* Text section *
This week! Is it okay to ask a straight guy, “Who would you go gay for?” How “real” is The Fabulous Beekman Boys? What’s up with the gay blood ban? How do you talk to conservatives about same-sex marriage?

Q: Here Down Under, we had a great TV personality Rove McManus who frequently asked the question “Who would you turn gay for?” to the celebrities like Matt Damon, Hugh Jackman, Will Smith, and Anne Hathaway. But something didn’t quite sit 100% right about it with me. Is this type of question a further extension of the whole “bromance” phenomenon? Doesn’t this demean and trivialize the issue of gay identity? So I’m putting it to you O Great Winged One: how do you feel about the question? -- Papermoon a.k.a. Ste, Melbourne, Australia

A compilation of Rove MccManus putting various celebrities on the spot:


A: On one hand, I see where you’re coming from. It’s all very jokey, and there’s a vague implication that being gay is some kind of choice.

* Data records *
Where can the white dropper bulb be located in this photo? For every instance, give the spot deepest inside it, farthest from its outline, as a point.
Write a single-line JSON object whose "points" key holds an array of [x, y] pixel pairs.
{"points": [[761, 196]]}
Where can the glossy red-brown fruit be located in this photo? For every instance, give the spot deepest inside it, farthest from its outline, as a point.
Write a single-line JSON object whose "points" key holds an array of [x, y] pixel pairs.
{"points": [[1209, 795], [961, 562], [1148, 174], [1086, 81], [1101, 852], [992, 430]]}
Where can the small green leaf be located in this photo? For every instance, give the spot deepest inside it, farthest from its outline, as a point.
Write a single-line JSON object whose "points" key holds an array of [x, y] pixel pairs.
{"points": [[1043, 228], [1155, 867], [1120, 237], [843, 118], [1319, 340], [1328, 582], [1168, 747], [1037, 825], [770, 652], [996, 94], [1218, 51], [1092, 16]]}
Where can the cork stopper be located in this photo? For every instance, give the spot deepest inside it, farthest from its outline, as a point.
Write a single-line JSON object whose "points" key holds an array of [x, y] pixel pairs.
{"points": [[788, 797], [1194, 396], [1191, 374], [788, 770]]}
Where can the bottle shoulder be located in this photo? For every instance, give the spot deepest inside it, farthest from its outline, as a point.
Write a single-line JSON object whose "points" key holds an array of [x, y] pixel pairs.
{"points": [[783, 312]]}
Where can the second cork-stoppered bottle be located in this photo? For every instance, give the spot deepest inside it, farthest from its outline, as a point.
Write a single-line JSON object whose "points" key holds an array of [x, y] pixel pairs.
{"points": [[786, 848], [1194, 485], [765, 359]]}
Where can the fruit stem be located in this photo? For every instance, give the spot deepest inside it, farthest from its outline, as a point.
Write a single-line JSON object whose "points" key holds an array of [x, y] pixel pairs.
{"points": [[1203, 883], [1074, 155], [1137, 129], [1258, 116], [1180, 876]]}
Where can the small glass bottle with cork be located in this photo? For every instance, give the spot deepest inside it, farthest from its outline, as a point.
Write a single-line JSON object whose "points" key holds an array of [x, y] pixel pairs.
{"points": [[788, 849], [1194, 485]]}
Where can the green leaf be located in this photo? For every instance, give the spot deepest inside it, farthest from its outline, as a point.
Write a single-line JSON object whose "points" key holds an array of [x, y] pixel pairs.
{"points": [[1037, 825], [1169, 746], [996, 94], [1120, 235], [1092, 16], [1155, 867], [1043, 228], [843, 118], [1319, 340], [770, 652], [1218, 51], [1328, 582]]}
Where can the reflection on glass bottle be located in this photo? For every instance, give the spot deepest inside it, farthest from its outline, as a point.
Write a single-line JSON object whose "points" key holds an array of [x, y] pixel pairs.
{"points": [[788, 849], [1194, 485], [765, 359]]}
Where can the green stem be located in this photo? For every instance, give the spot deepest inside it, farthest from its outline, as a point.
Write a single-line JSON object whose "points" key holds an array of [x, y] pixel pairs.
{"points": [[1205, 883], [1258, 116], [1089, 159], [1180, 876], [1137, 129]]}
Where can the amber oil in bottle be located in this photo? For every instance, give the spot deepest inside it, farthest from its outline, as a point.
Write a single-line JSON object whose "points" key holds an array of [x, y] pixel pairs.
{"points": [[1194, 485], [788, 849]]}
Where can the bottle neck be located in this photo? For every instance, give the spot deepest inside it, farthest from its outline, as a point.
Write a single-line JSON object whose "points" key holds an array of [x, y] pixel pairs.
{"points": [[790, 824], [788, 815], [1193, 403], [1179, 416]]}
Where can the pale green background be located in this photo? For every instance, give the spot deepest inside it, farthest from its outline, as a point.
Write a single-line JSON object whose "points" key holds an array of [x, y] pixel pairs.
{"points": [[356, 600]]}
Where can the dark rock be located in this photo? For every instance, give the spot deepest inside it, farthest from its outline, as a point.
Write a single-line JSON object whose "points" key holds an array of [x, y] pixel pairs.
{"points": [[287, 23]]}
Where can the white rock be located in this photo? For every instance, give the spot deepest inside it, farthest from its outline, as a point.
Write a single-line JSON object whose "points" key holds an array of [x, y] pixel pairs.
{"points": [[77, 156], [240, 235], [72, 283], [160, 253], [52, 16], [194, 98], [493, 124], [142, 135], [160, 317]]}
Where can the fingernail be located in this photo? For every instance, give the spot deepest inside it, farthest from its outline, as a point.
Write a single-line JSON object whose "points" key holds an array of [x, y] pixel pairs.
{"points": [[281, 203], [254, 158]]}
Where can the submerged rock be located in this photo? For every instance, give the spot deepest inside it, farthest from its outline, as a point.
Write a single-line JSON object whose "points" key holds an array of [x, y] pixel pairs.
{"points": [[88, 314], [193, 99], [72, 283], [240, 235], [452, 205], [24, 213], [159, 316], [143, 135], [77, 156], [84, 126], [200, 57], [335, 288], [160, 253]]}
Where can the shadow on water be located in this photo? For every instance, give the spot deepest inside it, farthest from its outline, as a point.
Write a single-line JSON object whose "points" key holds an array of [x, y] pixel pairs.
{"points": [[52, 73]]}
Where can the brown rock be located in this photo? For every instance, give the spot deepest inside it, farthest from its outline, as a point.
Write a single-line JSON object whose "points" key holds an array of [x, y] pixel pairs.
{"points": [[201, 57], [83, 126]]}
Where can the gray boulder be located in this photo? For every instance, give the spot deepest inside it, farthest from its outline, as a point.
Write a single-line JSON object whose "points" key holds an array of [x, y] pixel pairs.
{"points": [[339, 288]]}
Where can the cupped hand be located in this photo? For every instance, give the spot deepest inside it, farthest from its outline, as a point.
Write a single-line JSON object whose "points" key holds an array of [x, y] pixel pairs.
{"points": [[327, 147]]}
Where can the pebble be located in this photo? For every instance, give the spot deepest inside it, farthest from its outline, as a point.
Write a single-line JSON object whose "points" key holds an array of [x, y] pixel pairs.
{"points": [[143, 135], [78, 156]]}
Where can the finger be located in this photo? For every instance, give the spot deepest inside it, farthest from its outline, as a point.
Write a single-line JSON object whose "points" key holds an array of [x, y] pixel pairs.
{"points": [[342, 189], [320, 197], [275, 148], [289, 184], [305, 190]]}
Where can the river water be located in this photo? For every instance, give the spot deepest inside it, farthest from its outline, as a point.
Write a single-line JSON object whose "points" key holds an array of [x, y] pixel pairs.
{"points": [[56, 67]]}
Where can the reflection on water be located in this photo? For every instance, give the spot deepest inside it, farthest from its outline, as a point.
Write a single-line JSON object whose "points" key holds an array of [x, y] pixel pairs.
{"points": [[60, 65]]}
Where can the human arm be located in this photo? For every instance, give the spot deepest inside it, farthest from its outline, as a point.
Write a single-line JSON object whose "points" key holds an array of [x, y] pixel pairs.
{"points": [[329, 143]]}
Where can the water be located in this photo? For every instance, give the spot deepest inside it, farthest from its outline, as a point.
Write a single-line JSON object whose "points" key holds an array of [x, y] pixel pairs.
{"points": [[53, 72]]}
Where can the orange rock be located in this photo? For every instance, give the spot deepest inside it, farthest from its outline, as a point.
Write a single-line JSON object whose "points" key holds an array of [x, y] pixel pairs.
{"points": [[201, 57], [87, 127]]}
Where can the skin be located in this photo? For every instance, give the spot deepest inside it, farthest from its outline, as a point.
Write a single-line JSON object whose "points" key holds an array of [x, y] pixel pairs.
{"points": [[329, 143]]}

* Questions *
A. Summarize the advice column in two sentences.
B. Based on the advice column, explain in one or two sentences why the answerer sees where the reader is coming from.
C. Retype the stretch of the advice column from "This week! Is" through "about same-sex marriage?".

* Answers to the problems *
A. A reader in Melbourne, Australia, says that TV personality Rove McManus often asked celebrities "Who would you turn gay for?" The reader asks whether the question trivializes gay identity, and the reply grants that it is very jokey and vaguely implies that being gay is a choice.

B. The answerer sees the reader's point because the question is all very jokey. It also carries a vague implication that being gay is some kind of choice.

C.
This week! Is it okay to ask a straight guy, “Who would you go gay for?” How “real” is The Fabulous Beekman Boys? What’s up with the gay blood ban? How do you talk to conservatives about same-sex marriage?